* [Given request] Render as a numbered list only the lines of the items below, from the line with "the front wheel" up to and including the final line. Leave out blank lines.

* [Data entries]

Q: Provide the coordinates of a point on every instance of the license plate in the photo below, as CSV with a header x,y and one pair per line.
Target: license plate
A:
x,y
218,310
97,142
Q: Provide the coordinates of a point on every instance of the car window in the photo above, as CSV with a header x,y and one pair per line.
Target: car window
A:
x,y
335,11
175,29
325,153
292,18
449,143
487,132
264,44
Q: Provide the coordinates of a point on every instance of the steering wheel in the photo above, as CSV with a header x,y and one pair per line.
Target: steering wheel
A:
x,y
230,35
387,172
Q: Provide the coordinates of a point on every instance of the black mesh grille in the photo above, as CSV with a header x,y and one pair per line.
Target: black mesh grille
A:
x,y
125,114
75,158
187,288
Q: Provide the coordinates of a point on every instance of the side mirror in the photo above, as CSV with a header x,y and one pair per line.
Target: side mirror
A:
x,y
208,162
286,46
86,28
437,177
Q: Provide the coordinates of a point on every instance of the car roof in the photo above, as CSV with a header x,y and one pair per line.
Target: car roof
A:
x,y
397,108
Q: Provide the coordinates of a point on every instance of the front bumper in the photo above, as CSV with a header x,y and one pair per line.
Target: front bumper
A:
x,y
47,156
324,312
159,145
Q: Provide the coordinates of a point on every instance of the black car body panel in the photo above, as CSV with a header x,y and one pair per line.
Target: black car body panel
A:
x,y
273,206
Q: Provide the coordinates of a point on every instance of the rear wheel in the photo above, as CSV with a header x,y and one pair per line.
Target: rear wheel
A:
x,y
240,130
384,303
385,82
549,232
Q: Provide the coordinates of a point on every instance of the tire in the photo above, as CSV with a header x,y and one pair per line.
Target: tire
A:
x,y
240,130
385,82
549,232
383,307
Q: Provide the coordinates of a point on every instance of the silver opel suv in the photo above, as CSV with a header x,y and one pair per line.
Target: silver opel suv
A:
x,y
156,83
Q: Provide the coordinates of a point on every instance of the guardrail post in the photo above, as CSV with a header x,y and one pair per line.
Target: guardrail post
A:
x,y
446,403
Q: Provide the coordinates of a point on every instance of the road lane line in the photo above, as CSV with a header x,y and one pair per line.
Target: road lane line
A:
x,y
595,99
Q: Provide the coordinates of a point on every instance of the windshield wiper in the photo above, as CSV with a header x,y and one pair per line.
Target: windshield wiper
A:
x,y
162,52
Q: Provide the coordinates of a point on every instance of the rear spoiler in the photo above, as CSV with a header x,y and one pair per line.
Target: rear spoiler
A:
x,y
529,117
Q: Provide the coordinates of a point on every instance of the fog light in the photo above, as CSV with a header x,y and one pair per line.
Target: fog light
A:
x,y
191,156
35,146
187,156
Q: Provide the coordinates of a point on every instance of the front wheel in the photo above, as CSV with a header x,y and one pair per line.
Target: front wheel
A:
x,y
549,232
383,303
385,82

* [Answer in full]
1. Q: Provide the coordinates of a point on every instance of the front wheel in the photo above, as CSV with a header x,y and one pair per line.
2. Target: front wheel
3. A:
4. x,y
5. 549,232
6. 383,303
7. 385,82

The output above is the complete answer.